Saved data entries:
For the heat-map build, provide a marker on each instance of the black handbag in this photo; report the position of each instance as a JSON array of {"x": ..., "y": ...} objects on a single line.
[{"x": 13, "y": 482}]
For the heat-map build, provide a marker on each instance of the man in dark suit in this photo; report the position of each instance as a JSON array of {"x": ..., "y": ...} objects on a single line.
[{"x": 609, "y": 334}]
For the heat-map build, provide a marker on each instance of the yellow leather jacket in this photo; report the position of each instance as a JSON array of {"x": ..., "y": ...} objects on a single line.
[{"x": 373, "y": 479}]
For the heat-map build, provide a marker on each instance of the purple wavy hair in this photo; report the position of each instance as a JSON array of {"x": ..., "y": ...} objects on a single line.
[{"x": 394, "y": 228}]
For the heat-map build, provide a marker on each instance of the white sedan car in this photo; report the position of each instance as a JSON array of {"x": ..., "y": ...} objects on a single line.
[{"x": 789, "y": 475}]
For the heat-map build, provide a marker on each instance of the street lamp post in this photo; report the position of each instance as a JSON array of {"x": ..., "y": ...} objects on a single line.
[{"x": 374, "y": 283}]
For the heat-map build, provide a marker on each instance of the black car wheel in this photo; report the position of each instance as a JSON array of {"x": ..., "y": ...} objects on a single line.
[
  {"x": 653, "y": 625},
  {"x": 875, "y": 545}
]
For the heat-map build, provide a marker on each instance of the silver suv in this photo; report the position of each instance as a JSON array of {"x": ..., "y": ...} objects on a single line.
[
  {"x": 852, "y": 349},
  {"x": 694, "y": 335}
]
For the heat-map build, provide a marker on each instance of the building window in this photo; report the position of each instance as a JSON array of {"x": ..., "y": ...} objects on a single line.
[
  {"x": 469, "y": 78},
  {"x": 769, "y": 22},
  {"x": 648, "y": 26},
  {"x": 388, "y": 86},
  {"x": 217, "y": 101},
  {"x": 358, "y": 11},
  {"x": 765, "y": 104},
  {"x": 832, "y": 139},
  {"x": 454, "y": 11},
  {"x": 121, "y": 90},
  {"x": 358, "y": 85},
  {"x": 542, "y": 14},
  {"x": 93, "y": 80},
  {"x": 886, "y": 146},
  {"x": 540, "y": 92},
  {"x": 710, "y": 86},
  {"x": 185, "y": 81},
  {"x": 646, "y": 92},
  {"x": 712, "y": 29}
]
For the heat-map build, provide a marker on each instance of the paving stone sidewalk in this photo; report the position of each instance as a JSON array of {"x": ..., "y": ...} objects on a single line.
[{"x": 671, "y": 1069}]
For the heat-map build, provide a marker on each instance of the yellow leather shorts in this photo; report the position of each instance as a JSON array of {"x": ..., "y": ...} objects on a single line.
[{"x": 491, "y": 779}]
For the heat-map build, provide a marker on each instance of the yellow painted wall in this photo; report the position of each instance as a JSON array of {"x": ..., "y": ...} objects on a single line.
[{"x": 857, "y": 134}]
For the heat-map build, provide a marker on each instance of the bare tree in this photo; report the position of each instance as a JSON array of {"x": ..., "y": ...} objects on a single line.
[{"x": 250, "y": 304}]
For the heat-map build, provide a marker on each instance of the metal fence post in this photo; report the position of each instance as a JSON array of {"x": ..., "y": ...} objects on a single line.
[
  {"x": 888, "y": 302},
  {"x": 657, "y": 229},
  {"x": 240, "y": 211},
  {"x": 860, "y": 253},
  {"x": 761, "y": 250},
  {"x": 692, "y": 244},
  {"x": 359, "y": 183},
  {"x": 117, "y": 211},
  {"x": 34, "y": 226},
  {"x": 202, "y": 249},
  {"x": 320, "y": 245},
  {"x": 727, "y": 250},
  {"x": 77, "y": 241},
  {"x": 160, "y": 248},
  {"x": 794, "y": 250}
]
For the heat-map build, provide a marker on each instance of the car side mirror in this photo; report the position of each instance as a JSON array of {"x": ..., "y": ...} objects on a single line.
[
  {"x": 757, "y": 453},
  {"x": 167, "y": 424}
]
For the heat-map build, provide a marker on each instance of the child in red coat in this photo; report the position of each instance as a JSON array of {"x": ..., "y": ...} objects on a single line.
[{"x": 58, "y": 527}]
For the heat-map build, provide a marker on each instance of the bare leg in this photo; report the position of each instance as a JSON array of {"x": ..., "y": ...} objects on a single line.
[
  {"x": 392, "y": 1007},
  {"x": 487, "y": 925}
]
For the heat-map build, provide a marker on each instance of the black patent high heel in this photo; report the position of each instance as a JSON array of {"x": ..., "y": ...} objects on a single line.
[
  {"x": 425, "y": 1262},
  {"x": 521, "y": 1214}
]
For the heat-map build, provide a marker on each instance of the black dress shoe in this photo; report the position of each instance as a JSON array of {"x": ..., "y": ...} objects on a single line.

Set task:
Please rewrite the entries starting with the line that contains "the black patent" and going on through the last line of the entries, keeping the requests unchanged and increasing every x and y coordinate in the answers by 14.

Worked solution:
For the heat-map build, provide a marker on each instance of the black patent high heel in this photo; report the position of each instance as a JSON array of {"x": ..., "y": ...} objects on a single line.
[
  {"x": 439, "y": 1276},
  {"x": 535, "y": 1228}
]
For the heat-map build, provide a marker on each instance of the black dress shoe in this photo; report the position of each instance as a JSON array of {"x": ..., "y": ...} objects on a single line.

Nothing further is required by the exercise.